#### [Excerpt]
· · · ·
In stark contrast, the workers here were hired through ABS-CBN's Human Resources Department. Their engagement did not involve a negotiation with ABS-CBN's high-level officials. They did not possess any peculiar skills or talents or a well-nigh celebrity status that would have given them the power to negotiate the terms of their employment. In fact, their only choice over their engagement was limited to either accepting or rejecting the standard terms of employment prepared by ABS-CBN. In the same manner, they received a basic salary and were granted benefits such as SSS, Medicare, and 13th month pay benefits customarily given to regular employees.

Equally telling, the workers did not enjoy the same level of impunity granted to Sonza. It bears stressing that an independent contractor is endowed with a certain level of skill and talent that is not available on-the-job. Obviously, the workers do not hold this level of distinction.88

Thus, on this point, this Court agrees with the CA that Sonza is not on all fours applicable, owing to the different factual milieu of the cases.

Petitioner explains that in the engagement of respondents, of prime consideration are their skills, knowledge or expertise vis-ŕ-vis the requirements and/or nature of the show or program and the directors' preference for talents whom they have previously worked with and who exhibited better skills over the others.89

Faced with the same line of argument in Del Rosario, the Court ruled to wit:

ABS-CBN further points out that a particular sense of creativity or artistic flair is needed depending on the type of show that the worker is employed. For instance, the artistry and skill demanded for a television drama or telenovela is very different from that required in a variety show or a current events program. According to ABS-CBN, this proves that the workers were hired due to their unique skill in matching the artistic demands of each distinct program.
· · · ·
#### [Information]
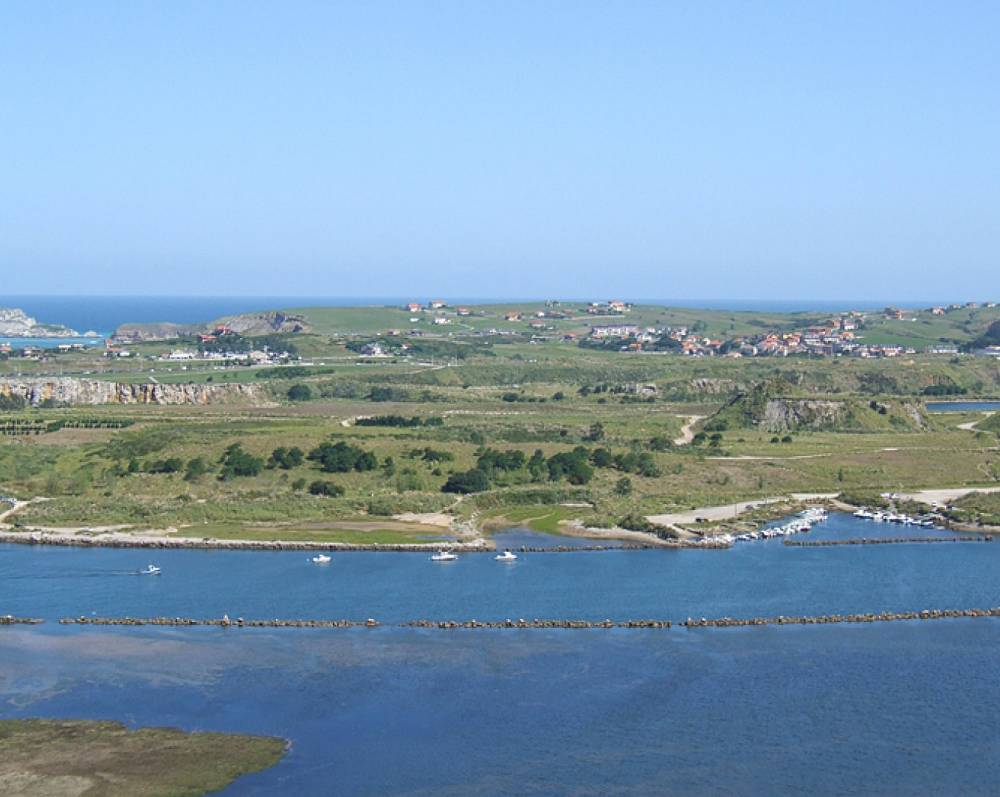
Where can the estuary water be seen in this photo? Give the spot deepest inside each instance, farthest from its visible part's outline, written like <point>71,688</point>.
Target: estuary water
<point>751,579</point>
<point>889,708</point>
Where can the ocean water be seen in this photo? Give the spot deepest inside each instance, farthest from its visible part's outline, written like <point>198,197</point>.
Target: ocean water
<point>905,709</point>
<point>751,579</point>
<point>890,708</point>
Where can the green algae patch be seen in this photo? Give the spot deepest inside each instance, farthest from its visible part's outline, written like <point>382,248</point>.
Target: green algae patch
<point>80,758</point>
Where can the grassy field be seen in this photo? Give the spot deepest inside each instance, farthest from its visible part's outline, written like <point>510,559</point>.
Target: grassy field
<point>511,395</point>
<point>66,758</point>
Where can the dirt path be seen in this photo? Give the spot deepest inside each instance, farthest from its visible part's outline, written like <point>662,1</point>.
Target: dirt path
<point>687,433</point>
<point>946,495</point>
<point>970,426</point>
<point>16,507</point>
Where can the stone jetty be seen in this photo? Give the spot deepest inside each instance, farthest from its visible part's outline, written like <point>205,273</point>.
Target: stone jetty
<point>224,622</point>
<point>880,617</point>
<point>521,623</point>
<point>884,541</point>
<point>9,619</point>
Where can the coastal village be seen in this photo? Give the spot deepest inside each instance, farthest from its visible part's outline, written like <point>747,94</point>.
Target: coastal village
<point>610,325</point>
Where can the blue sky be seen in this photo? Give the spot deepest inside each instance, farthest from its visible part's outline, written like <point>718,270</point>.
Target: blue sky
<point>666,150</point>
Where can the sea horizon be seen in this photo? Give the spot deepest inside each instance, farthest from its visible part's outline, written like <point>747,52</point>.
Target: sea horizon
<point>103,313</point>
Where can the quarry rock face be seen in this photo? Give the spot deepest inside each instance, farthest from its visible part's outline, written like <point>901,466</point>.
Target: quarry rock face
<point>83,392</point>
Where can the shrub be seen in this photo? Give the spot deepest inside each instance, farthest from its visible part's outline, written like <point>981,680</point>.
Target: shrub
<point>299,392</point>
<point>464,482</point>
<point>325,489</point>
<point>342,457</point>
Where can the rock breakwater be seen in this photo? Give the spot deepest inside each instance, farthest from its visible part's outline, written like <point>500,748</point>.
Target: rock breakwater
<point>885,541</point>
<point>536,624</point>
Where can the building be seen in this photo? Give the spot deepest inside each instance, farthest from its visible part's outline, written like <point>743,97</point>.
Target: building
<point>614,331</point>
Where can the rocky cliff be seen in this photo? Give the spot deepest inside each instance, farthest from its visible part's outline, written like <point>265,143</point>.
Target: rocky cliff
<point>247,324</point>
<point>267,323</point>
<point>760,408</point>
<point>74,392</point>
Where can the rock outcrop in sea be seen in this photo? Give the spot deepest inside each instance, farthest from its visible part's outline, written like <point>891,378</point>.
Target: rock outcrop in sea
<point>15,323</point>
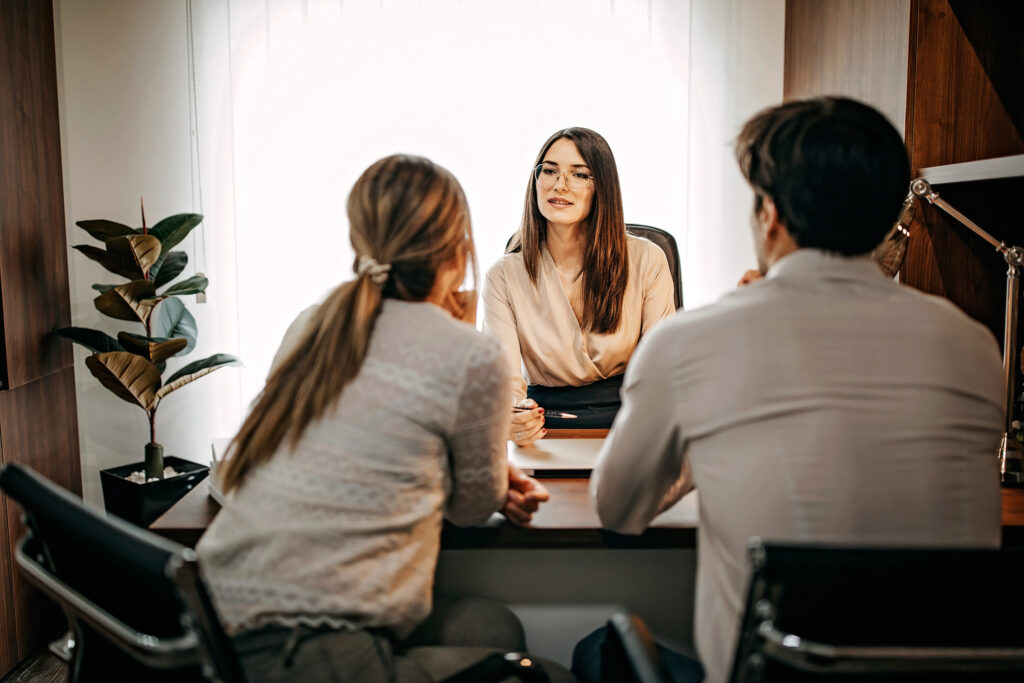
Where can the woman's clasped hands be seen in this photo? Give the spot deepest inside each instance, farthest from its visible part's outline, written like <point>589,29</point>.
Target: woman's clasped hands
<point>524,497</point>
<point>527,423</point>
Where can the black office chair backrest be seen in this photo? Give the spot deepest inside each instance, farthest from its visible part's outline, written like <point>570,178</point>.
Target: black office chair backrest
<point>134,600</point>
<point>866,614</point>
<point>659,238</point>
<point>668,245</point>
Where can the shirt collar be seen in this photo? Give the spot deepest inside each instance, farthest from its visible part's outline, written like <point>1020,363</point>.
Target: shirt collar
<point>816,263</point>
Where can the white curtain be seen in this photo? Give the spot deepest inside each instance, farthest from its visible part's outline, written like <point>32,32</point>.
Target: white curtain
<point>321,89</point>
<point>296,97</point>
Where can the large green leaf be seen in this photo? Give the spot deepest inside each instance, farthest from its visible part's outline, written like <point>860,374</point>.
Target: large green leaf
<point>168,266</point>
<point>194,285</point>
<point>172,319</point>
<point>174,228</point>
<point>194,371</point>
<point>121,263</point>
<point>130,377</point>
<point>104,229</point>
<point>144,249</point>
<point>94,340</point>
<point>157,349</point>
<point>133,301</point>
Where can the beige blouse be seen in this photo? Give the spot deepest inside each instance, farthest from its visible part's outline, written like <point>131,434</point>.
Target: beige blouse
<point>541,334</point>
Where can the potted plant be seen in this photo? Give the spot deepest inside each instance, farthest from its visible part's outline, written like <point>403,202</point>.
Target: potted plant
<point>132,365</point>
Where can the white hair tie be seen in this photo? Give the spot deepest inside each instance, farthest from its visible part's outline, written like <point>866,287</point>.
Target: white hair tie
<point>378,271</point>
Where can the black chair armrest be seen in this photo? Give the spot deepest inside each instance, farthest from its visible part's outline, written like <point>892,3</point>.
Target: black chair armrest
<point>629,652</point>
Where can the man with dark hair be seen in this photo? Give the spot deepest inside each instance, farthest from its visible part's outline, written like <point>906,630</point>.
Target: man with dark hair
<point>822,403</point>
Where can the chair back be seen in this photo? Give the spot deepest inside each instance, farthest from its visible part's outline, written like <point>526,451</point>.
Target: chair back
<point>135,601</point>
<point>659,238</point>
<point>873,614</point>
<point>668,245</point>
· · · ·
#### [Goal of the exercise]
Answer these questions using the excerpt about the ABS-CBN workers.
1. Which ABS-CBN department hired the workers?
2. On the point about Sonza, which court does this Court agree with?
3. According to ABS-CBN, the artistry and skill needed for a television drama or telenovela differ from what is required in which kinds of programs?
You can leave the entries aside; they aren't needed here.

#### [Answer to this problem]
1. ABS-CBN's Human Resources Department.
2. The CA.
3. A variety show or a current events program.